## The data
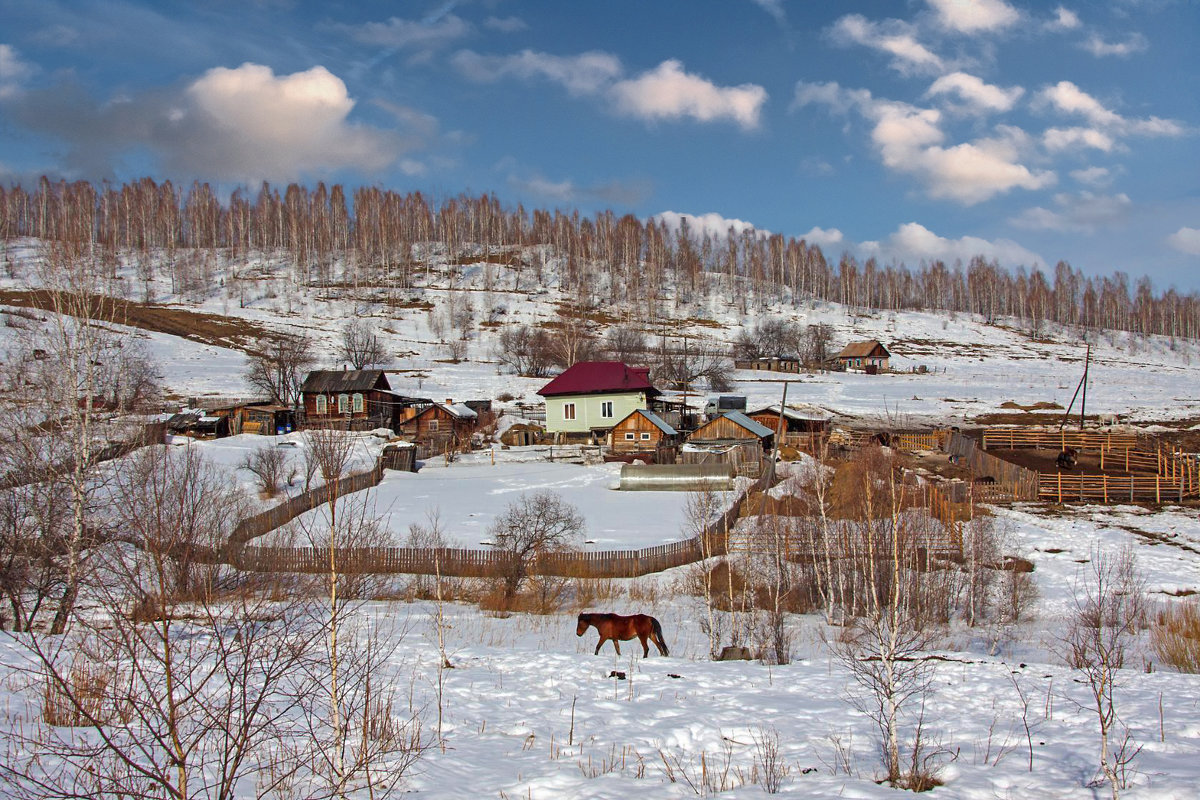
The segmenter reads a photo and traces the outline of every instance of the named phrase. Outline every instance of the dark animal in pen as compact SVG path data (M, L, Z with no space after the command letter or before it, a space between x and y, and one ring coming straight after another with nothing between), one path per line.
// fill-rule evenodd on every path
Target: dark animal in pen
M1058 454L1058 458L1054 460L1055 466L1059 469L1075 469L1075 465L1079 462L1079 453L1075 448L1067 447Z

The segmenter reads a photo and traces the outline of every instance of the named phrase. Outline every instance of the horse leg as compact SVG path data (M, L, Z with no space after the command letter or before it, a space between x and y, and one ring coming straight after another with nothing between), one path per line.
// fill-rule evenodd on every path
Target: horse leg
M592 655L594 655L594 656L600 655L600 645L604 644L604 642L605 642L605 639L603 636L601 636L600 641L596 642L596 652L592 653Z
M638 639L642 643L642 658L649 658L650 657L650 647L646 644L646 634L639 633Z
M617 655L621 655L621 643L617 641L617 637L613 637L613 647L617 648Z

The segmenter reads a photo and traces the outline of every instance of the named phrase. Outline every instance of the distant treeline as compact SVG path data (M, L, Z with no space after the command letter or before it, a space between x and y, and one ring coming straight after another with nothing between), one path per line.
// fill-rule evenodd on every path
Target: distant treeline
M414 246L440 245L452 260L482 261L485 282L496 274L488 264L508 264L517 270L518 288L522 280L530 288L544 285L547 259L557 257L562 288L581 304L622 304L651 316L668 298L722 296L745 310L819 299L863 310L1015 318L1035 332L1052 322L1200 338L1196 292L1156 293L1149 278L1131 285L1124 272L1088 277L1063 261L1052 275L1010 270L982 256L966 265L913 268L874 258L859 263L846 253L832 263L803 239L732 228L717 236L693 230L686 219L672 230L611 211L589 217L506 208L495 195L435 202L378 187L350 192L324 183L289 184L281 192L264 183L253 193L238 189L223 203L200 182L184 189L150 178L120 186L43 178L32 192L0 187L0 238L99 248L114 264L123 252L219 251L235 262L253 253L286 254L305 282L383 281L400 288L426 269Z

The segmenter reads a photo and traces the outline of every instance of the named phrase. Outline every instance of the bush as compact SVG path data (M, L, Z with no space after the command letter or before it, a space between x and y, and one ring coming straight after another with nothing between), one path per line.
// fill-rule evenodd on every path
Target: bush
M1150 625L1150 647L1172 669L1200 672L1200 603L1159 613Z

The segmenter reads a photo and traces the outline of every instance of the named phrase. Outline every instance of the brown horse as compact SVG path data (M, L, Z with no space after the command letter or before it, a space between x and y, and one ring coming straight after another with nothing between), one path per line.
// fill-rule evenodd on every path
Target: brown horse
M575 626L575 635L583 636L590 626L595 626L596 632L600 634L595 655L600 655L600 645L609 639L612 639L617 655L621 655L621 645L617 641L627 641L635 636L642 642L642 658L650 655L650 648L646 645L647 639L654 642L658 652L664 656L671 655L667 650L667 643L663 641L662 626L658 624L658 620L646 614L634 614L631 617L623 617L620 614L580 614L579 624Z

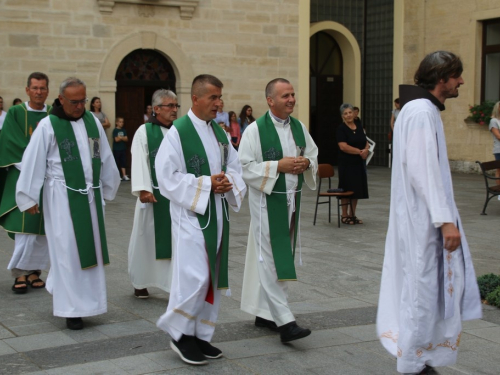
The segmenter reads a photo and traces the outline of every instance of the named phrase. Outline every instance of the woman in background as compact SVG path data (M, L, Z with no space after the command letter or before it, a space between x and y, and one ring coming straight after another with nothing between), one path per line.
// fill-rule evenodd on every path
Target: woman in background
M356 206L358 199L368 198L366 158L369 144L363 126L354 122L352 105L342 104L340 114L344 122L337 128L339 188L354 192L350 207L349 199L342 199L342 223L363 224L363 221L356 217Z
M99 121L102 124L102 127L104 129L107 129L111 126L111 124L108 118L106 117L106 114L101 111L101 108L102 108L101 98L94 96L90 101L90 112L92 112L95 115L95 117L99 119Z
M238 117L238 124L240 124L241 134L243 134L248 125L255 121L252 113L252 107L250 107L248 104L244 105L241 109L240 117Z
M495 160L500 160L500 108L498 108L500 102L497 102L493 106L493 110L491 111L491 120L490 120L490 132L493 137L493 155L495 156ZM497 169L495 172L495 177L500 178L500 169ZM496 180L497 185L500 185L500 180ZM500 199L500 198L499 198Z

## Instructions for the task
Give an exact copy of the entries, excluding all pictures.

## Answer box
The segmenter reads a photo and traces the outline of every instance of the named phrase. Outline every instance of the dark animal in pen as compact SVG path data (M, L, Z with no space after the command letter or before it, a space between x and y, and one ring coming straight after another with nothing between), one path per line.
// fill-rule evenodd on every path
Target: dark animal in pen
M1058 454L1058 458L1054 460L1055 466L1059 469L1075 469L1075 465L1079 462L1079 453L1075 448L1067 447Z

The segmenter reads a photo and traces the outline of every instance of the named phrase. Outline every instance of the horse leg as compact SVG path data (M, L, Z with no space after the command letter or before it, a space between x and y, and one ring coming straight after another with nothing between), one path per line.
// fill-rule evenodd on every path
Target: horse leg
M592 655L594 655L594 656L600 655L600 645L604 644L604 642L605 642L605 639L603 636L601 636L600 641L596 642L596 652L592 653Z
M638 639L642 643L642 658L649 658L650 657L650 647L646 644L646 634L639 633Z
M617 655L621 655L621 643L617 641L617 637L613 637L613 647L617 648Z

The segmenter reads a photo and traces the outline of every instance of the named phrase. Outline every instance of the distant treeline as compact SVG path data (M, L, Z with no space after the command letter or before it, a space between x and y, and one ring coming straight after another with nothing between), one path per line.
// fill-rule evenodd on every path
Target: distant treeline
M414 246L440 245L452 260L482 261L485 282L496 274L488 264L508 264L517 270L518 288L522 280L530 288L544 285L547 259L557 257L562 288L581 304L622 304L651 316L668 298L722 296L745 310L819 299L863 310L1015 318L1035 332L1052 322L1200 338L1196 292L1156 293L1149 278L1131 285L1124 272L1088 277L1063 261L1052 275L1010 270L982 256L966 265L913 268L874 258L859 263L846 253L832 263L803 239L732 228L717 236L693 230L686 219L672 230L611 211L589 217L506 208L495 195L435 202L378 187L350 192L324 183L289 184L281 192L264 183L253 193L238 189L223 203L200 182L184 189L150 178L120 186L43 178L32 192L0 187L0 238L99 248L114 264L123 252L219 251L235 262L253 253L286 254L305 282L383 281L400 288L426 269Z

The segmenter reads a photo and traces the outline of every instance of the named phrase. Outline every instance of the bush as compact SVG path data (M, L, Z with no space after the command letter or before it, a space between x and y, and one ring coming straight after another with nothing between), one path per line.
// fill-rule evenodd on every path
Target: bush
M1150 625L1150 647L1172 669L1200 672L1200 603L1159 613Z

The segmenter reads a photo and traces the outline of every instance of the named phrase. Outline every instance of the brown horse as compact SVG path data (M, L, Z with no space after the command letter or before it, a space between x and y, and one ring coming straight after another with nothing between), one path per line.
// fill-rule evenodd on every path
Target: brown horse
M575 626L575 635L583 636L590 626L595 626L596 632L600 634L595 655L600 655L600 645L609 639L612 639L617 655L621 655L621 645L617 641L627 641L635 636L642 642L642 658L650 655L650 648L646 645L647 639L654 642L658 652L664 656L671 655L667 650L667 643L663 641L662 626L658 624L658 620L646 614L634 614L631 617L623 617L620 614L580 614L579 624Z

The segmenter reads a photo and traces the outline of every instance of the named phrase. Outline every instance of the woman in background as compact SVG path data (M, L, Z with no space after the command letter or before it, a space between x and y, and one ring coming straight after another with nothing between), one path per line.
// fill-rule evenodd on every path
Target: woman in background
M356 206L358 199L368 198L366 158L369 144L363 126L354 122L352 105L342 104L340 114L344 122L337 128L339 188L354 192L350 207L349 199L342 199L342 223L363 224L363 221L356 217Z
M99 121L102 124L102 127L104 129L107 129L111 126L111 124L108 118L106 117L106 114L101 111L101 108L102 108L101 98L94 96L90 101L90 112L92 112L95 115L95 117L99 119Z
M238 117L238 124L240 124L241 134L243 134L248 125L255 121L252 113L252 107L250 107L248 104L244 105L241 109L240 117Z
M495 160L500 160L500 108L498 108L500 102L497 102L493 106L493 110L491 111L491 120L490 120L490 132L493 137L493 155L495 156ZM497 169L495 172L495 177L500 178L500 169ZM496 180L497 185L500 185L500 180ZM500 199L500 198L499 198Z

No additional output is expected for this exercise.